* [WHAT YOU HAVE TO DO]:
Of the lines in the data below, write out exactly those from the one holding "Query: brown leaf" through the one holding "[indicate] bird's wing", both included.

* [MATERIAL SHOWN]:

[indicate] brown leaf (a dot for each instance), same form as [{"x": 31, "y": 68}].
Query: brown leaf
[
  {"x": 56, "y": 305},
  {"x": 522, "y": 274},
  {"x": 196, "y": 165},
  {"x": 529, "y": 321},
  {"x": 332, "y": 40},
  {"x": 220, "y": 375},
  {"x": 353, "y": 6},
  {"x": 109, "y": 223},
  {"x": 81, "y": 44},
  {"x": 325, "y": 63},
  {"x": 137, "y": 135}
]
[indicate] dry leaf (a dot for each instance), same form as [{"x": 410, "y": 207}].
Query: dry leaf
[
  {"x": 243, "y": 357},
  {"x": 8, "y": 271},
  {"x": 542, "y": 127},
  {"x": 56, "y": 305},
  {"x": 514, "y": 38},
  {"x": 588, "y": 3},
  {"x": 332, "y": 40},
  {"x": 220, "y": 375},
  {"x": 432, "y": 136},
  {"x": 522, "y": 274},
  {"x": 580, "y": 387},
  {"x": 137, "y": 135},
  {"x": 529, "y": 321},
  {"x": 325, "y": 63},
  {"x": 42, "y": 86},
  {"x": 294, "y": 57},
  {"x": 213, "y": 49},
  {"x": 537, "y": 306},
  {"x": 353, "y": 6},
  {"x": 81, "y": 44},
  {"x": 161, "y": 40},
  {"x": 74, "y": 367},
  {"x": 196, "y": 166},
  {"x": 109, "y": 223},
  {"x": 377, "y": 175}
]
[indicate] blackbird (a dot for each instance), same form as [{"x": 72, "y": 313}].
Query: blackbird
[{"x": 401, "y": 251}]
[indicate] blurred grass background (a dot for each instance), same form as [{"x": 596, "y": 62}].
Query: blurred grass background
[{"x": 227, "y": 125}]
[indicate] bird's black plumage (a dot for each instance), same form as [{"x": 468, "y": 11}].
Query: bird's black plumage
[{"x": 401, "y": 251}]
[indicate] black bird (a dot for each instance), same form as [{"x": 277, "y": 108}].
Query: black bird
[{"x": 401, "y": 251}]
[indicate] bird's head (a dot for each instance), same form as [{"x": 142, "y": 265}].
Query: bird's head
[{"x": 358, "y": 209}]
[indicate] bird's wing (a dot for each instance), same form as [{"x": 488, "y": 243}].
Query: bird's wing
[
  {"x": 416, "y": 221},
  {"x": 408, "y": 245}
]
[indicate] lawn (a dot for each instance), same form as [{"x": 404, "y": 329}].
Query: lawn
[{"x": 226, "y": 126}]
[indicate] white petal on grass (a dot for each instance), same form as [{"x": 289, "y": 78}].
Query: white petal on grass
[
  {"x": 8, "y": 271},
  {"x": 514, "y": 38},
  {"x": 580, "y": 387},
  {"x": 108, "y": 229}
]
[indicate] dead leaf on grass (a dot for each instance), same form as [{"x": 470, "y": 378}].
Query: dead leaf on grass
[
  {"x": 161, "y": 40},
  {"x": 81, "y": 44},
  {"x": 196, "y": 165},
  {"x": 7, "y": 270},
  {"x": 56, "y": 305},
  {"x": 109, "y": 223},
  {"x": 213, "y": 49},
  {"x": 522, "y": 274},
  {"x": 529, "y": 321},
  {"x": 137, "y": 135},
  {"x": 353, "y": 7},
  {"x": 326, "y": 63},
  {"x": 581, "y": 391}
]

* [RESPONSE TO THE EXERCISE]:
Query: brown leaf
[
  {"x": 56, "y": 305},
  {"x": 522, "y": 274},
  {"x": 196, "y": 165},
  {"x": 529, "y": 321},
  {"x": 332, "y": 40},
  {"x": 220, "y": 375},
  {"x": 353, "y": 6},
  {"x": 109, "y": 223},
  {"x": 81, "y": 44},
  {"x": 325, "y": 63},
  {"x": 137, "y": 135}
]
[indicate] dry leaf (a dot for each instance), same form as [{"x": 410, "y": 207}].
Query: dry leaf
[
  {"x": 243, "y": 357},
  {"x": 8, "y": 271},
  {"x": 542, "y": 127},
  {"x": 56, "y": 305},
  {"x": 514, "y": 38},
  {"x": 588, "y": 3},
  {"x": 332, "y": 40},
  {"x": 220, "y": 375},
  {"x": 432, "y": 136},
  {"x": 522, "y": 274},
  {"x": 580, "y": 387},
  {"x": 137, "y": 135},
  {"x": 529, "y": 321},
  {"x": 325, "y": 63},
  {"x": 42, "y": 86},
  {"x": 294, "y": 57},
  {"x": 213, "y": 49},
  {"x": 537, "y": 306},
  {"x": 353, "y": 6},
  {"x": 81, "y": 44},
  {"x": 161, "y": 40},
  {"x": 74, "y": 367},
  {"x": 196, "y": 166},
  {"x": 109, "y": 223},
  {"x": 377, "y": 175}
]
[indicate] blackbird (a dot for each instance), same form as [{"x": 72, "y": 313}].
Query: blackbird
[{"x": 401, "y": 251}]
[indicate] blurred grass background (a dot for each instance), same form as [{"x": 596, "y": 62}].
Query: blurred grass background
[{"x": 227, "y": 125}]
[indicate] bird's black plumage (a dot for each instance), same form as [{"x": 468, "y": 11}].
Query: bird's black plumage
[{"x": 401, "y": 251}]
[indicate] black bird (a dot for each instance), same form as [{"x": 277, "y": 108}].
Query: black bird
[{"x": 401, "y": 251}]
[indicate] bird's head (a dot for each instance), same form as [{"x": 142, "y": 265}].
Query: bird's head
[{"x": 358, "y": 209}]
[indicate] bird's wing (a dot for each instance), same form as [{"x": 488, "y": 243}].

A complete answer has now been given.